• **SUPPLIED TEXT**
════════════════════
Dutch pharma sees dexametasone demand rising after Covid-19 treatment study
A spike in demand for anti-inflammatory steroid dexamethasone could send prices of the drug higher after researchers at Oxford University showed it could provide relief to some Covid-19 patients. While prices of the medication are quite low in the Netherlands, at least one pharmaceutical distributor said that could change.
”Since the article was released, we saw thousands of companies worldwide who were looking for the materials to make this medicine,” said Ammar Badwy in an interview with NL Times. The CEO of Pharmaoffer.com, Badwy said businesses quickly jumped into the space and rapidly pushed up demand. His company sources pharmaceutical ingredients and helps get them into pharmacists' hands.
A drug price comparison tool provided by the Dutch government shows that dexamethasone costs about 11 cents per day for tablets, while in liquid form for use intravenously, prices start at 2.63 euros at 5 milligrams per milliliter, and rise to 10.70 euros for 20 mg/ml.
════════════════════
• **ENTRIES PROVIDED**
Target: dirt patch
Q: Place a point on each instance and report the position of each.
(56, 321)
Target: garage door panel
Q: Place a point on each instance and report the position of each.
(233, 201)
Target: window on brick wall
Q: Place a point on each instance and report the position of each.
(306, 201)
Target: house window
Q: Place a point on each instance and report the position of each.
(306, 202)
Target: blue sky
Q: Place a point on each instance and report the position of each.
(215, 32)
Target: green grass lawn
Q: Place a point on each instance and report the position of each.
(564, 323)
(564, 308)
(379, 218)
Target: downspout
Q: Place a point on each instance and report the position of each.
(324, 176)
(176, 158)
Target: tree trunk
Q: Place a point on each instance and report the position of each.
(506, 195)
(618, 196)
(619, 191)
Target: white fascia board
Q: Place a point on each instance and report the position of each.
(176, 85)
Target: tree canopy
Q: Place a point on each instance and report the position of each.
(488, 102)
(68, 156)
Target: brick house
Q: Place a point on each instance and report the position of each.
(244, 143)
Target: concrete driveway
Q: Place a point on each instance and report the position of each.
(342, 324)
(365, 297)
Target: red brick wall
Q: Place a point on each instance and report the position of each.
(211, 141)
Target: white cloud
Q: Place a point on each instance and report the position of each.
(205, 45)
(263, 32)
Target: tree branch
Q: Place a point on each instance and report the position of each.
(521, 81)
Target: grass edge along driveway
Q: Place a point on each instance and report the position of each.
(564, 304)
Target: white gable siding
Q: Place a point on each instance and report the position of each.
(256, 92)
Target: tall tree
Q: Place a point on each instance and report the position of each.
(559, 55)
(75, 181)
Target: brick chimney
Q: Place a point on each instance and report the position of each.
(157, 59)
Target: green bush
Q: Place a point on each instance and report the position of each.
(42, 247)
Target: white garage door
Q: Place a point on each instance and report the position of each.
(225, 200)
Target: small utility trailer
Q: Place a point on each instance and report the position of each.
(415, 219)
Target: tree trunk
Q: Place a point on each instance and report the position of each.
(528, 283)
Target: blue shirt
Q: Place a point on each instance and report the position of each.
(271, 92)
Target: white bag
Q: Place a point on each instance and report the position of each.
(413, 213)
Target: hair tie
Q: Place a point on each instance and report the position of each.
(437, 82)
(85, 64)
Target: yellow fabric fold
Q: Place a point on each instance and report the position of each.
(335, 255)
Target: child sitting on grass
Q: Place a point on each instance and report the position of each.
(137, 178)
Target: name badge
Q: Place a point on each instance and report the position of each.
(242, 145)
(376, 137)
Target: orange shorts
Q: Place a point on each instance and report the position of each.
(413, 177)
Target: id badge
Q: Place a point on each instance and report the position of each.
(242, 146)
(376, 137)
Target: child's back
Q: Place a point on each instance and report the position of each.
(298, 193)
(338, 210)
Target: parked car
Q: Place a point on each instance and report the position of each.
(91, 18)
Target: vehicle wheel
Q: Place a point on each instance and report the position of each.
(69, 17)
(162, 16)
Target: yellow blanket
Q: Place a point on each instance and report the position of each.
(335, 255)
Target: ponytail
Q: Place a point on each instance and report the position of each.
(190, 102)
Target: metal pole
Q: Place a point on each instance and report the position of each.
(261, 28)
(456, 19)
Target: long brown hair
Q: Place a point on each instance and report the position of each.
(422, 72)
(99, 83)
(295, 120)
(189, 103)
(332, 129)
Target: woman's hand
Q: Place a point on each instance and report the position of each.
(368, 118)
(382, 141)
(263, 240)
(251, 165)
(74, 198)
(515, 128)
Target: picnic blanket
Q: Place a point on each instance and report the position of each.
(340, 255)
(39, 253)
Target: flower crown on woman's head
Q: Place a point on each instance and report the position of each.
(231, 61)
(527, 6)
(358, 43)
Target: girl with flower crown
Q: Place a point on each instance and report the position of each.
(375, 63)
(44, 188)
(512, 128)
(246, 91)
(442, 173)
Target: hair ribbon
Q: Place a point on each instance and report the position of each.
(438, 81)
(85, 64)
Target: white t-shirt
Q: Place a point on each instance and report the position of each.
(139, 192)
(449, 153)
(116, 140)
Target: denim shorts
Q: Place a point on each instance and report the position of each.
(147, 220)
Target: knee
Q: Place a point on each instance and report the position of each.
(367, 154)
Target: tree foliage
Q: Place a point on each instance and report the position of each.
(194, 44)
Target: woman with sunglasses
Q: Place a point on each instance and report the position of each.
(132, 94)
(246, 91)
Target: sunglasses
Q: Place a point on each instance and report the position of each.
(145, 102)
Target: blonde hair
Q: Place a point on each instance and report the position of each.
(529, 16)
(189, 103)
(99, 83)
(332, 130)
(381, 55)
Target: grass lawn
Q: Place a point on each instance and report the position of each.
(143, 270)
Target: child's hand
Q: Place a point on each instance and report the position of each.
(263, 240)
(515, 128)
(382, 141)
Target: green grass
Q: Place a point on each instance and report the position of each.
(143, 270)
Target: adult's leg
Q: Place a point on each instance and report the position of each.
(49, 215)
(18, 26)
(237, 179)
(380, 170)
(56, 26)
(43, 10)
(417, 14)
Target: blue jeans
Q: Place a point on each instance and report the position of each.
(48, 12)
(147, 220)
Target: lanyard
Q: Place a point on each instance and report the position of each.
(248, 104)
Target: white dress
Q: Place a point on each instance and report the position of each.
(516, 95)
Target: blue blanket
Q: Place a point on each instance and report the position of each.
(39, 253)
════════════════════
• **WHAT TO DO**
A - In the dexamethasone article, what job title does Ammar Badwy hold?
B - List every price for dexamethasone that the dexamethasone article gives, along with the form or strength each price applies to.

• **RESPONSES PER TASK**
A - He is the CEO of Pharmaoffer.com.

B -
- About 11 cents per day for tablets
- 2.63 euros for the intravenous liquid at 5 milligrams per milliliter
- 10.70 euros for the intravenous liquid at 20 mg/ml